- [WRITTEN PROBLEM]
Show every line of the records that contains the word "cosmos", copying each one in full.

- [MATERIAL SHOWN]
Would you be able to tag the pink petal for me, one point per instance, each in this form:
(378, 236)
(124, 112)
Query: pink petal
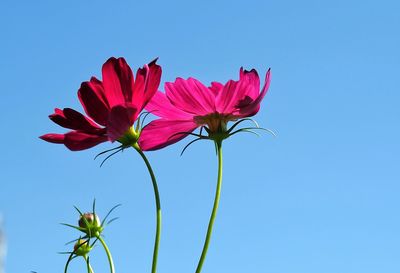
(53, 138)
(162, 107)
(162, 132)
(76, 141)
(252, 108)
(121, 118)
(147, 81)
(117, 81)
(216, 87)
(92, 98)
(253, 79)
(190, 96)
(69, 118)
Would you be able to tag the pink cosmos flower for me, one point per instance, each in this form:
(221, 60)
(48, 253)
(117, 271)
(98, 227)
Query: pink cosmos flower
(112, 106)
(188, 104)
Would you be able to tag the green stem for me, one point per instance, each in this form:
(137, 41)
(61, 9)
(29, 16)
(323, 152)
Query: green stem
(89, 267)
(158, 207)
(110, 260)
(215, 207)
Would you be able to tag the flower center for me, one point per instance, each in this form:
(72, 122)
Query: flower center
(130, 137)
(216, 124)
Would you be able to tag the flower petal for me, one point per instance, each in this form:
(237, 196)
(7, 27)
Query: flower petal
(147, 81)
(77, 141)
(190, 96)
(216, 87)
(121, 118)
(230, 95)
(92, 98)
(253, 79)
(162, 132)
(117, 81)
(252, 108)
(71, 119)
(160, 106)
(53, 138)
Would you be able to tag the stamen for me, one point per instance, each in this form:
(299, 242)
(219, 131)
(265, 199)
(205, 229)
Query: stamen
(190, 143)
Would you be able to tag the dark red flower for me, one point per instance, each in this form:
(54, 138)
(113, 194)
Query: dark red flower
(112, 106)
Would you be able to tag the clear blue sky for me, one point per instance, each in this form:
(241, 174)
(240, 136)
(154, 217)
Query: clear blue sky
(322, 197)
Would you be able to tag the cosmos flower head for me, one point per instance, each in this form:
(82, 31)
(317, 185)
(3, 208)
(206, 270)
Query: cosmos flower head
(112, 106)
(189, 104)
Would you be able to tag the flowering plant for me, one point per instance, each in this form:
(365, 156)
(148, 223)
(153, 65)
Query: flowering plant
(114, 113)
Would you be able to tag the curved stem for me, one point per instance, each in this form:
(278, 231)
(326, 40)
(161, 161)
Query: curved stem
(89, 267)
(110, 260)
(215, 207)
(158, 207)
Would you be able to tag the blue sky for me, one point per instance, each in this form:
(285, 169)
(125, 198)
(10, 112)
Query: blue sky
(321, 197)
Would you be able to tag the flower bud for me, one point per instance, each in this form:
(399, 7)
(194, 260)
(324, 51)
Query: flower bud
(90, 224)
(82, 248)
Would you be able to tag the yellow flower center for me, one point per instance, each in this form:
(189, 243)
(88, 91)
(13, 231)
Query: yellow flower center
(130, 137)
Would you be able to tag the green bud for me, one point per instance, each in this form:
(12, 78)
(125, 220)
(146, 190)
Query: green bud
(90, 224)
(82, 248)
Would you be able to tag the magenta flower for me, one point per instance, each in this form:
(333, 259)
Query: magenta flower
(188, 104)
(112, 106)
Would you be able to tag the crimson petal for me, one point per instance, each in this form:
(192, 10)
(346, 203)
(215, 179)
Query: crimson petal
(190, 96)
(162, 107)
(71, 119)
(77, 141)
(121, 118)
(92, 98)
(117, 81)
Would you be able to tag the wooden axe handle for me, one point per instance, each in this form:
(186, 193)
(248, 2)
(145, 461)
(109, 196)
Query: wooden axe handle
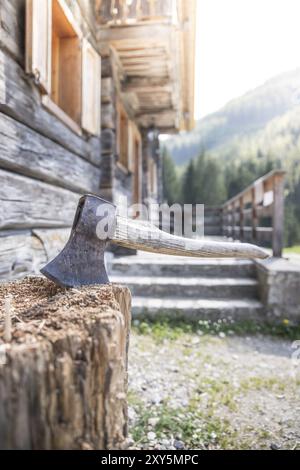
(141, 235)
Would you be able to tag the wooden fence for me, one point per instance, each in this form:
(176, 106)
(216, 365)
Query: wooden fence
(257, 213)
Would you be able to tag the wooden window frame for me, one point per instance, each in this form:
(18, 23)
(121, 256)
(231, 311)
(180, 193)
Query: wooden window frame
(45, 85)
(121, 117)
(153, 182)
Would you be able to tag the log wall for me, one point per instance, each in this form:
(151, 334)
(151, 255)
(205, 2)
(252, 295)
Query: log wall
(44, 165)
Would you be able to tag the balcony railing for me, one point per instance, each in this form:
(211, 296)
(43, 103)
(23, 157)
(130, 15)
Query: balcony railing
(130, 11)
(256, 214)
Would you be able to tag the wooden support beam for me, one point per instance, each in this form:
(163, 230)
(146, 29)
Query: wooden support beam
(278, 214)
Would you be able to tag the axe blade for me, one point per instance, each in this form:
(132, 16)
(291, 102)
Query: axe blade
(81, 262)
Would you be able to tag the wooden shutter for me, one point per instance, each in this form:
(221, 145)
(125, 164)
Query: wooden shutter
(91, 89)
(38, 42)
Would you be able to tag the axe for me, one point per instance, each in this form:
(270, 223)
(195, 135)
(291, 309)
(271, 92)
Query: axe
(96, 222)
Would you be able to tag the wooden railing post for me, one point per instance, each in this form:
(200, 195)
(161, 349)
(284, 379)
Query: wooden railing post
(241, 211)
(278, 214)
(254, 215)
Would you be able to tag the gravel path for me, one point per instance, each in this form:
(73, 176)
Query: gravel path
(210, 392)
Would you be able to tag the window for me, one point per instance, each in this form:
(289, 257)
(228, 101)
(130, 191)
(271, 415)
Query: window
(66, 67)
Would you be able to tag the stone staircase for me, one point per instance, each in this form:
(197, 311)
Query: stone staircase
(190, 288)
* * *
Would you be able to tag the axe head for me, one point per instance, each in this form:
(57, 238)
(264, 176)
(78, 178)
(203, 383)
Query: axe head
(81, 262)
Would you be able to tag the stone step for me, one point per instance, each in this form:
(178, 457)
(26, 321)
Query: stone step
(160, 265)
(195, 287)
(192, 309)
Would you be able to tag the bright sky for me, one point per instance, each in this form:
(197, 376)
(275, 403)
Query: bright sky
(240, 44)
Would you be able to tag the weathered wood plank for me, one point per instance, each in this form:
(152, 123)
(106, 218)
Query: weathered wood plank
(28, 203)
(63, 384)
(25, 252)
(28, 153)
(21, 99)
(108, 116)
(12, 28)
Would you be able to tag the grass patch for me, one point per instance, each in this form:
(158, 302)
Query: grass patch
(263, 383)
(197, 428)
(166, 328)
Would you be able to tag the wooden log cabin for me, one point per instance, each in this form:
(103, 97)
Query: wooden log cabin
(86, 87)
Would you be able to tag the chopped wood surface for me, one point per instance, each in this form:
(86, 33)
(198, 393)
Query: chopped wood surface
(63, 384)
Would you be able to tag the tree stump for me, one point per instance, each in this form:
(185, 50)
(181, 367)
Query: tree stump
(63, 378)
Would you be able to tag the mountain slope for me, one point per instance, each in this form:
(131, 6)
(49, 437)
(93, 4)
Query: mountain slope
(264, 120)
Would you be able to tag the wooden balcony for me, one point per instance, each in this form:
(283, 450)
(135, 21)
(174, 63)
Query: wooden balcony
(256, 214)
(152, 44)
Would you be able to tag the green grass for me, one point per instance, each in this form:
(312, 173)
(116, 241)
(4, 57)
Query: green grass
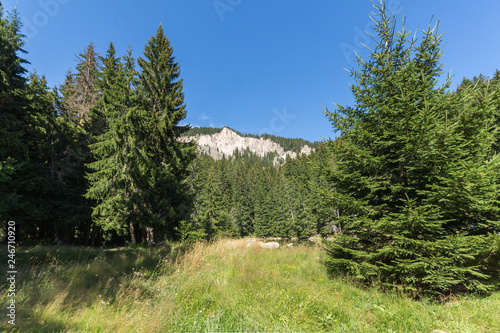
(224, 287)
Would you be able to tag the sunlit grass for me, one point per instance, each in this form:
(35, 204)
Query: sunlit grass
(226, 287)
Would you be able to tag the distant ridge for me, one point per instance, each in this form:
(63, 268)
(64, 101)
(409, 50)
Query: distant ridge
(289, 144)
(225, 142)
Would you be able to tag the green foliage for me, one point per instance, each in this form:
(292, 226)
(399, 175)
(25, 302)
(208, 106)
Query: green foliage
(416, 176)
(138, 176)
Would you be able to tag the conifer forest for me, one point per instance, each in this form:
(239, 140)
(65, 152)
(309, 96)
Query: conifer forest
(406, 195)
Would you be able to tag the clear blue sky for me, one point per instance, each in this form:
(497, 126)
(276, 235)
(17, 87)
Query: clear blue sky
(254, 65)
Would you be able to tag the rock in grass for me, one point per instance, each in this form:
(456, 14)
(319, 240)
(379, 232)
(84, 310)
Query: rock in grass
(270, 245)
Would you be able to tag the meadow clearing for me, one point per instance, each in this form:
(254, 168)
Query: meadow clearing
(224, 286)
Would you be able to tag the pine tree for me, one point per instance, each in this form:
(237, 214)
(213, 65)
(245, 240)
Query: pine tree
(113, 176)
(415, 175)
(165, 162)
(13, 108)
---
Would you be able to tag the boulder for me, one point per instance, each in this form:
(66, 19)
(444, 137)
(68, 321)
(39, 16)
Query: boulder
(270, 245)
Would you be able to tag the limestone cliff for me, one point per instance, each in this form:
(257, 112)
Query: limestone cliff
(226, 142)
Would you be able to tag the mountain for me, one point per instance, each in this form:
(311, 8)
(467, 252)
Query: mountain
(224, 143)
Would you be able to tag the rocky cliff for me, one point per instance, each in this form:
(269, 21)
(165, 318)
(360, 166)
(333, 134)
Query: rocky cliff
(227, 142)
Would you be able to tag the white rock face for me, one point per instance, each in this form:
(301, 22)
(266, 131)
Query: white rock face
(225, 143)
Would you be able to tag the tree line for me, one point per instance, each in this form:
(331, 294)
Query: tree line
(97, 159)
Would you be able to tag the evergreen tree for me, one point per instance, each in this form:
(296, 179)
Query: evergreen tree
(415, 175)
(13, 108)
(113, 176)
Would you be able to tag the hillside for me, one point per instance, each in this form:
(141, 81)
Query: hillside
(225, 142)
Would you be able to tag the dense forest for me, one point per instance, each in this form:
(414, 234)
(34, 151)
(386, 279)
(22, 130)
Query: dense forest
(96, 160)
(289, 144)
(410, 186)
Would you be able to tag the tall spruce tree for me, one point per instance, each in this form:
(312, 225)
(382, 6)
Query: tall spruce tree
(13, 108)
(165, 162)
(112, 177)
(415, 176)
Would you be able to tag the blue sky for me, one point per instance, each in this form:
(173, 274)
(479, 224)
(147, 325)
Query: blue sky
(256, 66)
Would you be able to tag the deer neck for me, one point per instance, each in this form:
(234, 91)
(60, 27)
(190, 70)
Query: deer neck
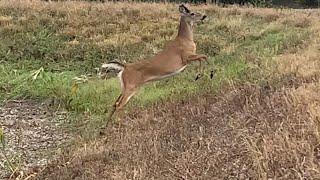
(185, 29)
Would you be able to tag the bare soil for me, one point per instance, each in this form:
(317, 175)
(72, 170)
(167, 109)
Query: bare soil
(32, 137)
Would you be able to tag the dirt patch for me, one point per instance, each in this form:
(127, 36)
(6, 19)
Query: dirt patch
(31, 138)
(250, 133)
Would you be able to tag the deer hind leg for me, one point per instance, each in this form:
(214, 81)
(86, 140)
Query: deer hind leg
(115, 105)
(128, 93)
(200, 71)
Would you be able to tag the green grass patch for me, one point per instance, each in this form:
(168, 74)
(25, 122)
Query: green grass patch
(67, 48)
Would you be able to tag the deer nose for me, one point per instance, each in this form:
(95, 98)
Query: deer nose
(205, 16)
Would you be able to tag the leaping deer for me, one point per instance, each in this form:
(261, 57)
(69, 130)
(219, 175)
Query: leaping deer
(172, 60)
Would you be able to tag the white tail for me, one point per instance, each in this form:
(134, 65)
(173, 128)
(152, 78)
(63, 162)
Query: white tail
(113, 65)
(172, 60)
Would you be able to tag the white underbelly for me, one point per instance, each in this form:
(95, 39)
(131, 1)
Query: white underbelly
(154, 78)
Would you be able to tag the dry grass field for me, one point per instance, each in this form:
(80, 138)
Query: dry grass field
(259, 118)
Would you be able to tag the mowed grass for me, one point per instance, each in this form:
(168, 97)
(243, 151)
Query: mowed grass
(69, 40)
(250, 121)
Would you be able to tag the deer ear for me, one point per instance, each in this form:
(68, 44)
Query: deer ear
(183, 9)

- [EXERCISE ANSWER]
Would you be able to tag the pink cosmos flower for me, one point per instance, each in this form:
Query: pink cosmos flower
Would you be able to tag the cosmos flower head for me, one point per instance, each in this form:
Query: cosmos flower head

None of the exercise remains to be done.